** PROBLEMA PLANTEADO **
Extrae de los registros todas las líneas que contengan la cadena "name", respetando mayúsculas y minúsculas.

(Registros de datos)

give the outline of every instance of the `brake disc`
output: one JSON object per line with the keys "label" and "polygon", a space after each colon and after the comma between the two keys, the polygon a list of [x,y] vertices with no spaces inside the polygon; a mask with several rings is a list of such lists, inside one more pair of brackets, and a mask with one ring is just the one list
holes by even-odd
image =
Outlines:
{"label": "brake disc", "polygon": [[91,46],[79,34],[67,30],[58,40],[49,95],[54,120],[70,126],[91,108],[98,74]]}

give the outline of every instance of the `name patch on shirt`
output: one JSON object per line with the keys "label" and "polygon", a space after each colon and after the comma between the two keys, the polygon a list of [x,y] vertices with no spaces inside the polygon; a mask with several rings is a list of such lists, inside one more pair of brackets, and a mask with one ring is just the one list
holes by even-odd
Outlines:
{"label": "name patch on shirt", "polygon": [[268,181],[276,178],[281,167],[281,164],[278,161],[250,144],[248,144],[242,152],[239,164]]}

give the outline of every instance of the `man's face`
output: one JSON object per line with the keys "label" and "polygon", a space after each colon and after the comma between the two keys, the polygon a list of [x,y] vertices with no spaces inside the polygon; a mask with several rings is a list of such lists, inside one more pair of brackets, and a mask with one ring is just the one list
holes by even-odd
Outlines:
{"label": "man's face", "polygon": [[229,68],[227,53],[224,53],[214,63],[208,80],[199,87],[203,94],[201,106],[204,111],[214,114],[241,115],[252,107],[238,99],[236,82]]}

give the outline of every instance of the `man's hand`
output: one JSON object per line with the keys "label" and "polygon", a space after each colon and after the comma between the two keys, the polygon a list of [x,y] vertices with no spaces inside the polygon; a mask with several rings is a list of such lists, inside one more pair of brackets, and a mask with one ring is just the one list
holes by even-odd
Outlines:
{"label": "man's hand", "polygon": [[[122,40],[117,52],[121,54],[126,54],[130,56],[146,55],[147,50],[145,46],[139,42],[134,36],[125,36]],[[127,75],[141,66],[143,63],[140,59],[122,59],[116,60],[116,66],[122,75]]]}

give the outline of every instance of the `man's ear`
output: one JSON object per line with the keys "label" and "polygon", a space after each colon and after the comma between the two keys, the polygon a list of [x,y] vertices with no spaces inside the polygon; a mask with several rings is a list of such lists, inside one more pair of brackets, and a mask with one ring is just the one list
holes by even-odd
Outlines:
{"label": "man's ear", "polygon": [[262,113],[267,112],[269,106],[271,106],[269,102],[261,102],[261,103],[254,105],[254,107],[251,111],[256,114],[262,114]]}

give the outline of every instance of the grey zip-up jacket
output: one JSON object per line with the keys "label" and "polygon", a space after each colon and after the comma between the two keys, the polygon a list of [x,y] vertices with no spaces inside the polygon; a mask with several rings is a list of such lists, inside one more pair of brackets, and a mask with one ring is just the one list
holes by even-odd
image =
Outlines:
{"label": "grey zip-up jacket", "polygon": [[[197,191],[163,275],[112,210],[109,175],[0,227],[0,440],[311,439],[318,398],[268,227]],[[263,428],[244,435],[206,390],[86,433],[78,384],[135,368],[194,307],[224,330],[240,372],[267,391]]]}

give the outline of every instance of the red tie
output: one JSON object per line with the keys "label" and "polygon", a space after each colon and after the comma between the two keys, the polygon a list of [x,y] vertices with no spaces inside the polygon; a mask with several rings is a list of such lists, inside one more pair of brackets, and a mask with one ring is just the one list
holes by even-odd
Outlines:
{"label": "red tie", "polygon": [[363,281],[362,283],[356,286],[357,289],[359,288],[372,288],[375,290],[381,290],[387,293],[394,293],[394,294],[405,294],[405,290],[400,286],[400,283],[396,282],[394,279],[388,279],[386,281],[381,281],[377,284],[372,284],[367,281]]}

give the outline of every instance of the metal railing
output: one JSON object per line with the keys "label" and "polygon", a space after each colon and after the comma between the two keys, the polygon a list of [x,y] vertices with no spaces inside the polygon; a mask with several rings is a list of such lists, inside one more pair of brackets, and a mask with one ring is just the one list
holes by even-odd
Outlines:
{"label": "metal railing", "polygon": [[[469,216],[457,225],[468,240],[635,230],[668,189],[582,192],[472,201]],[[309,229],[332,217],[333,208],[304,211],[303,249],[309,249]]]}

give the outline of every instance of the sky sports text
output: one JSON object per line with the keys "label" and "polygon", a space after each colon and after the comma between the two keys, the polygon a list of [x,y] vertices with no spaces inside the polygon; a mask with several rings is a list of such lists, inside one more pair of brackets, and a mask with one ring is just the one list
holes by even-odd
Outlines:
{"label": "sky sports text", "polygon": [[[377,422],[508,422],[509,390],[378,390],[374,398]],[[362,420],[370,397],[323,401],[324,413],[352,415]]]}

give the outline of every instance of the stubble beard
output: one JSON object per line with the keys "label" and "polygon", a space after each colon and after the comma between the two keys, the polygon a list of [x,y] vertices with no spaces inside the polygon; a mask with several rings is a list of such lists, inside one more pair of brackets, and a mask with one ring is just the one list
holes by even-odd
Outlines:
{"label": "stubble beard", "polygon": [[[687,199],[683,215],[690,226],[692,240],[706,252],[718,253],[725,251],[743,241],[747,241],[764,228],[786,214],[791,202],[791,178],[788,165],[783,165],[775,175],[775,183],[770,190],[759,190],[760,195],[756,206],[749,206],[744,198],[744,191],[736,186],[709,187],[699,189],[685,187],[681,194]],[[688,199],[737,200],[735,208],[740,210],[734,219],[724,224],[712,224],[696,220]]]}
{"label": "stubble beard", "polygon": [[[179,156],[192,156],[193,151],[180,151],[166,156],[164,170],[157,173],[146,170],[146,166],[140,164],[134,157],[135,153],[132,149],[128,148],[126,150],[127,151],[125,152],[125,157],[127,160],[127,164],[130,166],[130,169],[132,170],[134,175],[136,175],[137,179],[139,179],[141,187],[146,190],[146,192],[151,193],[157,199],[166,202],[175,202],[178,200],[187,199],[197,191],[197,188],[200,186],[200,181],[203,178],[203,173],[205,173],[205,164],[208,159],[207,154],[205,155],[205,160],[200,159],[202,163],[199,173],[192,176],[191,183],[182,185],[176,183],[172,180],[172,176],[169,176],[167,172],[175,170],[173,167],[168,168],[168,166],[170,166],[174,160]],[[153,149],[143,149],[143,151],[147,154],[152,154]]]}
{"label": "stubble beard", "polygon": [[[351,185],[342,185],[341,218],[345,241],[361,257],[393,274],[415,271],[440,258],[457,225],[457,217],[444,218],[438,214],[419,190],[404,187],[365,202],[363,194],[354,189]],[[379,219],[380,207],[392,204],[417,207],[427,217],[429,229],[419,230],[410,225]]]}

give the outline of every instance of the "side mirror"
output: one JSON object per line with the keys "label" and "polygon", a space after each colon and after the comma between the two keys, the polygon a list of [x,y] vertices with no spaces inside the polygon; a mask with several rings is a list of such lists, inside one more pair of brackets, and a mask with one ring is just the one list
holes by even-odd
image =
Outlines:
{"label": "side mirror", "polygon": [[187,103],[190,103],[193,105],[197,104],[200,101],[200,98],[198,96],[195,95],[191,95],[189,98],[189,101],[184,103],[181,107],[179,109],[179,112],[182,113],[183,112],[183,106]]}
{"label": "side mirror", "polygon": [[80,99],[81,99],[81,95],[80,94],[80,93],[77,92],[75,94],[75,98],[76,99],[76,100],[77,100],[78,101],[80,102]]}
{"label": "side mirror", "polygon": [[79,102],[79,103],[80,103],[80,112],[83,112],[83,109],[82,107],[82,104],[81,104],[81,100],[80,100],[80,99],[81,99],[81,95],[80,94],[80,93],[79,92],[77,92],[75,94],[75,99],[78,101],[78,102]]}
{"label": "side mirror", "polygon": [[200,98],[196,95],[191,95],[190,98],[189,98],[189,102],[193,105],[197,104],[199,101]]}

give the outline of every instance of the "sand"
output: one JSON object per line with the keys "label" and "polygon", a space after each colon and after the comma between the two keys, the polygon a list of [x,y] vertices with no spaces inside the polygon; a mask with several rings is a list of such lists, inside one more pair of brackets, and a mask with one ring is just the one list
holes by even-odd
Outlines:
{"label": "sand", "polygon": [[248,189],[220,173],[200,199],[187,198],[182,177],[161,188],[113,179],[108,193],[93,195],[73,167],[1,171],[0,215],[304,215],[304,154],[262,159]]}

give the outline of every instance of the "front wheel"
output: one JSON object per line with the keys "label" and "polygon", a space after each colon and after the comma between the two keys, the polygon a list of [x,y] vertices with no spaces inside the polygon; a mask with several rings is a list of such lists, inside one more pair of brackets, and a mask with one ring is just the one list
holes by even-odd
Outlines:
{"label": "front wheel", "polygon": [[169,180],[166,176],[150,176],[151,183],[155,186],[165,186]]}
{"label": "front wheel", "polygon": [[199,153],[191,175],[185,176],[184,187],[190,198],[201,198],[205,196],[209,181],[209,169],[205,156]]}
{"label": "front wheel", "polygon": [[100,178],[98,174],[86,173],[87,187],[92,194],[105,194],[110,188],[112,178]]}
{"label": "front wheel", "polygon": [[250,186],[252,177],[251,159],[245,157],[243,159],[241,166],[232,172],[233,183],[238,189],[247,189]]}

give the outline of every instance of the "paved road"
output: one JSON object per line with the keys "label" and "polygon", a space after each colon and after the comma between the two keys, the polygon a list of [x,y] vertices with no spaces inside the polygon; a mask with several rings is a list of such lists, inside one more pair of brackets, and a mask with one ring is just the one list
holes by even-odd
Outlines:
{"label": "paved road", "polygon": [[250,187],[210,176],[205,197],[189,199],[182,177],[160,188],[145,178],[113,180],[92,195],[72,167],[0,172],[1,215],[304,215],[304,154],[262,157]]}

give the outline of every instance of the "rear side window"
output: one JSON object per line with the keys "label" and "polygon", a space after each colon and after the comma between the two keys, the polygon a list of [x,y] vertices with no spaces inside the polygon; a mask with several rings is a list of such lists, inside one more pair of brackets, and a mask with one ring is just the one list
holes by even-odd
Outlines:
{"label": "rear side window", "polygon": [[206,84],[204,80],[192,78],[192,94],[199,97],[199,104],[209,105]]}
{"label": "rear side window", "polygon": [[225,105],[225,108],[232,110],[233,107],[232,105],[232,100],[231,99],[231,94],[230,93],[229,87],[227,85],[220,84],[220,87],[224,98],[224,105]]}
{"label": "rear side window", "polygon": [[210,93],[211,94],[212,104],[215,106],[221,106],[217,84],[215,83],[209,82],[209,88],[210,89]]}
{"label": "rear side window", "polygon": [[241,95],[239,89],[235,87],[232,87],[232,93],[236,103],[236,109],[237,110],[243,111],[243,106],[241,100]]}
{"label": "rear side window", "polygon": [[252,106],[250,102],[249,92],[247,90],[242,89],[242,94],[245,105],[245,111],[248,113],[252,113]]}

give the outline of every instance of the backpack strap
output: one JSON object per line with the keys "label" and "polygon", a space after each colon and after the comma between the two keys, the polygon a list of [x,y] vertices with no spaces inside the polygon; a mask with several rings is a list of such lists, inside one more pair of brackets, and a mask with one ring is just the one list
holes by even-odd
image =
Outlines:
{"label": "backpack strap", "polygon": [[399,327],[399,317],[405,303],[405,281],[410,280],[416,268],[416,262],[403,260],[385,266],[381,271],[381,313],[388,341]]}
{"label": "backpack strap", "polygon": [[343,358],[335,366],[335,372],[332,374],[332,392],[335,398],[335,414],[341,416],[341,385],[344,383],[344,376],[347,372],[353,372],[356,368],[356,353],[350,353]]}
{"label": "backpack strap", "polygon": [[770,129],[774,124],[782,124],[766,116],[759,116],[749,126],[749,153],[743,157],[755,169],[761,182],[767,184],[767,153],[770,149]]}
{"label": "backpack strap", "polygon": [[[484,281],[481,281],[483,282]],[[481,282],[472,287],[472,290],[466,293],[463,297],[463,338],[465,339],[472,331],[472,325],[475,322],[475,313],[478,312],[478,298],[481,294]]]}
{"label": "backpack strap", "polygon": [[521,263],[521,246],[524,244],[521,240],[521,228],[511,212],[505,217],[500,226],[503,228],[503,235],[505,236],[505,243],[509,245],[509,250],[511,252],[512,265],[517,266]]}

** RESULTADO **
give the outline of every instance of the `name patch on shirt`
{"label": "name patch on shirt", "polygon": [[268,181],[276,178],[281,167],[281,164],[278,161],[250,144],[248,144],[242,152],[239,164]]}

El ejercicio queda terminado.